*Given request:*
Reproduce the entries below, changing every occurrence of "zone-occupancy summary" to "area-usage report" and leaving all other text unchanged.

*Source records:*
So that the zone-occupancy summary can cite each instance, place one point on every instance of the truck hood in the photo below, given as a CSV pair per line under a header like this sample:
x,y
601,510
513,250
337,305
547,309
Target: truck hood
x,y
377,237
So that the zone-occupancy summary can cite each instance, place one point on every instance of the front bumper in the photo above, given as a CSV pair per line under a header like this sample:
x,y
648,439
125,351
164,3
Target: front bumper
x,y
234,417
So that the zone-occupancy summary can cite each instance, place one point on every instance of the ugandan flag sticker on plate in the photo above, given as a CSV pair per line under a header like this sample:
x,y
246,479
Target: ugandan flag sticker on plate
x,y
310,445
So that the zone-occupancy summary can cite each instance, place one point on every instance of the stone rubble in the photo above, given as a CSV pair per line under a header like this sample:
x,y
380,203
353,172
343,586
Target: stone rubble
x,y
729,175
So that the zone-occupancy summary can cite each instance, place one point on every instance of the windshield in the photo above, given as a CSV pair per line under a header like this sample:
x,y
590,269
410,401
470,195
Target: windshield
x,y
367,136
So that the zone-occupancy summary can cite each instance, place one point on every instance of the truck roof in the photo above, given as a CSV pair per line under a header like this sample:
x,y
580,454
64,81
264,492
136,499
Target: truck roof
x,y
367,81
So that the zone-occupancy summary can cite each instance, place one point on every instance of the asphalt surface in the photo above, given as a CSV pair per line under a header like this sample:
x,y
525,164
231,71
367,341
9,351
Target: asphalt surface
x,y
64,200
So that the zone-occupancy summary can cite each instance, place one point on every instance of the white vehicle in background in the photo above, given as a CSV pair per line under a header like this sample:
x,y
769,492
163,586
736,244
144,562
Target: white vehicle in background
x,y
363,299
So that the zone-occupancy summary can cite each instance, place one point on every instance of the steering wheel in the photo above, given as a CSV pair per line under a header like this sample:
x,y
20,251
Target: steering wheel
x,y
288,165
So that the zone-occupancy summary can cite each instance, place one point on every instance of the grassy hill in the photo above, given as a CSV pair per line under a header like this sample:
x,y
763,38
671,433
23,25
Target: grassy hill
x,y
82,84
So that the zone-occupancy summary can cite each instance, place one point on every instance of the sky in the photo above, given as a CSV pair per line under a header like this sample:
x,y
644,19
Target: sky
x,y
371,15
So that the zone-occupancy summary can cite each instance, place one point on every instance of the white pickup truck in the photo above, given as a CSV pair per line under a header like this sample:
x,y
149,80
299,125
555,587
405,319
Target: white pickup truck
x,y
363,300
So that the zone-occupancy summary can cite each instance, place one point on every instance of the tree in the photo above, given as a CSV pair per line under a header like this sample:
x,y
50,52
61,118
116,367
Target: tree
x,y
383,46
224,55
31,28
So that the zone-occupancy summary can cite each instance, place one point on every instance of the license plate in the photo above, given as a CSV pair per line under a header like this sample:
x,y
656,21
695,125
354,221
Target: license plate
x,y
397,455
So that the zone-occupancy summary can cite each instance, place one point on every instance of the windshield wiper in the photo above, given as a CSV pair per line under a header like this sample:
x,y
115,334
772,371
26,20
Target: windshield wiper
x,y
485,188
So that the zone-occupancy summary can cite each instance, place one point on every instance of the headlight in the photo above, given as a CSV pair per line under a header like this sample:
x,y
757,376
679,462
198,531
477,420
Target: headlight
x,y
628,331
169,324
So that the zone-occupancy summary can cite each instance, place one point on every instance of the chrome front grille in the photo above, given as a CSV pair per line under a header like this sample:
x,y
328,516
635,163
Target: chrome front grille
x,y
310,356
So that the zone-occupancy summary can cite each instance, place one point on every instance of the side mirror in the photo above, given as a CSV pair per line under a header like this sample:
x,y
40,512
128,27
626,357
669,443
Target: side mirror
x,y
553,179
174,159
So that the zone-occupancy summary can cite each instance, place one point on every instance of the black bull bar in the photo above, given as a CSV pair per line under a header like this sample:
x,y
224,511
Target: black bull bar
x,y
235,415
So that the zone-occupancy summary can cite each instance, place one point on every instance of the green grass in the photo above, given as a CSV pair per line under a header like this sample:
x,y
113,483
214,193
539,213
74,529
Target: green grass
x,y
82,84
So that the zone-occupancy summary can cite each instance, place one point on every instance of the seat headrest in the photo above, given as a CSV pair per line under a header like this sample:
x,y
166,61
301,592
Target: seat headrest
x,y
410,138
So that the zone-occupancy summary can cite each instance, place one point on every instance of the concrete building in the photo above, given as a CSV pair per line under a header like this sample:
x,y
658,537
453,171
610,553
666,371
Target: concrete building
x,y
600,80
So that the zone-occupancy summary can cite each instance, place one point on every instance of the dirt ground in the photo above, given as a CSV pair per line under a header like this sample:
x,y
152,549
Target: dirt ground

*The solution:*
So that the area-usage report can cite each instance, place one point on every instance of the truck hood in the photo below, given as a CSV pair per line under a header like this sample:
x,y
601,510
513,250
337,305
547,309
Target: truck hood
x,y
377,237
So that the area-usage report can cite each instance, place one point on every instance of the front bumper in the photo above, given as a CSV pair per line under a header like this sample:
x,y
648,439
125,351
164,3
Target: front bumper
x,y
234,417
So that the area-usage report can cite each instance, place one point on every instance of the ugandan flag sticker on plate in the photo above, given as a CSV pair per line under a header like this sample:
x,y
246,479
Target: ugandan flag sticker on plate
x,y
310,445
So that the area-usage report can cite each instance, place one point on every instance of the stone rubble in the photo above, given as a CSV pair per line under a header like this sample:
x,y
380,203
353,172
343,586
Target: stone rubble
x,y
729,175
So that the area-usage report can cite each instance, place one point on every instance of the windshield in the photo above, given as a CSV pair per line under a header like this sample:
x,y
590,269
410,401
470,195
Target: windshield
x,y
367,136
So that the area-usage report can cite each instance, place one point on every instance of the truck roof in the photo above, given as a CSV pair per line under a header like this sample:
x,y
580,454
64,81
264,492
136,499
Target: truck roof
x,y
367,81
So that the area-usage report can cite each instance, place one point on every instance of the asphalt surface in the photo above, given as a CSV pair per line under a header like this sample:
x,y
525,164
231,71
367,341
9,351
Target: asphalt surface
x,y
64,200
So that the area-usage report can cite each instance, place one point on every instance of the white vehicle in background in the photo above, given as a CSV pair per line under a header like this sample:
x,y
769,492
163,586
736,244
144,562
Target: white vehicle in background
x,y
363,299
So that the area-usage report can cite each instance, place one point on every instance of the steering wheel in the photo above, given as a CSV pair per line under a header like this sample:
x,y
20,251
Target: steering wheel
x,y
288,165
So that the area-usage report can cite each instance, place one point on every instance of the grassy hill in the photo above, given as a CSV pair per line under a header like this sample:
x,y
763,38
671,433
23,25
Target: grassy hill
x,y
82,84
So that the area-usage report can cite each instance, place one point on every instance of the sky in the photo above, given as a CSV pair per line under a header like this sample:
x,y
644,19
Target: sky
x,y
371,15
So that the area-usage report can cite each instance, place one point on every instance of the white pickup truck in the photo above, given as a CSV pair per line under a header like this sample:
x,y
149,80
299,125
555,587
405,319
Target: white pickup truck
x,y
363,300
So that the area-usage report can cite each instance, place one point on every instance of the tree in the photo above, given as a CSV pair per line under a header like this sample:
x,y
50,52
61,118
116,367
Target: tree
x,y
383,46
224,55
31,28
So that the area-usage report can cite each instance, place one point on every instance of the license plate in the photo above, given as a CSV pair per line under a header like this sample:
x,y
656,21
695,125
354,221
Target: license plate
x,y
397,455
So that the area-usage report can cite each instance, place one point on every instance of the windshield wiper in the photo above, given as a CSV pair per line under a header like this sample:
x,y
115,334
772,371
26,20
Target: windshield wiper
x,y
485,188
So that the area-usage report can cite each instance, place one point on every instance of the headlight in the photo above, given as a CSV pair per line under a header like this sample:
x,y
757,376
679,462
198,531
477,420
Target: headlight
x,y
628,331
169,324
So that the area-usage report can cite each instance, place one point on every instance of the chrome front grille in the photo above, given as a CSV pair per line under a header like this sample:
x,y
328,516
635,163
Target: chrome front grille
x,y
310,356
So that the area-usage report can cite each instance, place one point on every instance of the side mirror in the photo above, given as a CSV pair per line under a header like this sample:
x,y
40,512
128,27
626,357
669,443
Target: side mirror
x,y
553,179
174,159
So that the area-usage report can cite each instance, place one point on every instance of the black bull bar in the photo above, given as a CSV pair per line under a header like this sample:
x,y
224,511
Target: black bull bar
x,y
235,415
So that the area-usage report can cite each instance, place one point on every instance of the green grass in the photo above, given as a CSV pair per line under a header like this sample:
x,y
113,483
214,193
539,213
74,529
Target: green grass
x,y
82,84
So that the area-usage report can cite each instance, place one point on every instance of the seat headrest in the photo above, given as a CSV pair per line under a header like this sample:
x,y
166,61
301,592
Target: seat headrest
x,y
410,138
So that the area-usage report can cite each instance, place one point on every instance of the concrete building in the photo above, given as a CSV pair per line under a header like this sample:
x,y
658,537
453,171
610,553
666,371
Target: concrete building
x,y
600,80
So that the area-usage report can cite each instance, place one point on every instance of the dirt ground in the photo above, given as a CSV pair per line under a header like this sample:
x,y
152,549
Target: dirt ground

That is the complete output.